» **Aim**
Reproduce every line of the records below, requests included, moving each polygon outline in the answers by adding 83 to every one of its coordinates. Leave the numbers in the requests and their format samples as they are.

====================

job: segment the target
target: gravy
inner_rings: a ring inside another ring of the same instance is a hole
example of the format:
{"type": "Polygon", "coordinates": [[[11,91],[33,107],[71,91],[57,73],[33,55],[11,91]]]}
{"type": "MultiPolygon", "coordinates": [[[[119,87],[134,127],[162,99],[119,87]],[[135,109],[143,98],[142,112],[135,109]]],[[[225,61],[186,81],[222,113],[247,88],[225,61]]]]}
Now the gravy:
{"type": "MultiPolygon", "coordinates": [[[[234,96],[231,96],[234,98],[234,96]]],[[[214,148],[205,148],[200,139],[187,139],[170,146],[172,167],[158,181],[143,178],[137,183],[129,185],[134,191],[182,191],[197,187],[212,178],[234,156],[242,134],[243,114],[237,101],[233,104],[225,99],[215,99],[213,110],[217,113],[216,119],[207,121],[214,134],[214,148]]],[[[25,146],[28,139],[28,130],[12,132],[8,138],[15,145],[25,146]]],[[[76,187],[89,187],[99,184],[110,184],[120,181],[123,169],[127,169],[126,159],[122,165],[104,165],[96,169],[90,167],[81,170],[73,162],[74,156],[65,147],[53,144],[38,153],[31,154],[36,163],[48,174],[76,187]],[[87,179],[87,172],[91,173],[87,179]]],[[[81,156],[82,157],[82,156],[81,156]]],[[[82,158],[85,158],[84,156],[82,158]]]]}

====================

» **Result of the exercise**
job: segment the target
target: gravy
inner_rings: a ring inside another ring of the same instance is a hole
example of the format:
{"type": "Polygon", "coordinates": [[[11,91],[33,107],[71,91],[57,73],[33,55],[11,91]]]}
{"type": "MultiPolygon", "coordinates": [[[[119,87],[134,127],[162,99],[119,87]],[[135,109],[143,98],[142,112],[135,109]]],[[[225,61],[186,81],[222,113],[247,88],[225,61]]]]}
Now the gravy:
{"type": "MultiPolygon", "coordinates": [[[[317,179],[314,179],[317,181],[317,179]]],[[[297,231],[288,231],[283,222],[270,222],[253,229],[255,250],[241,264],[226,261],[220,266],[212,268],[217,274],[265,274],[280,270],[295,261],[317,239],[325,217],[326,197],[320,184],[316,187],[308,182],[298,182],[296,193],[300,196],[299,202],[290,204],[297,217],[297,231]]],[[[108,229],[111,222],[111,213],[95,215],[91,221],[98,228],[108,229]]],[[[159,270],[172,270],[182,267],[193,267],[203,264],[206,252],[210,252],[209,242],[205,248],[187,248],[179,252],[173,250],[164,253],[156,245],[157,239],[148,230],[136,227],[121,236],[114,237],[119,246],[131,257],[159,270]],[[170,262],[170,255],[174,256],[170,262]]],[[[164,239],[165,240],[165,239],[164,239]]],[[[165,241],[168,241],[167,239],[165,241]]]]}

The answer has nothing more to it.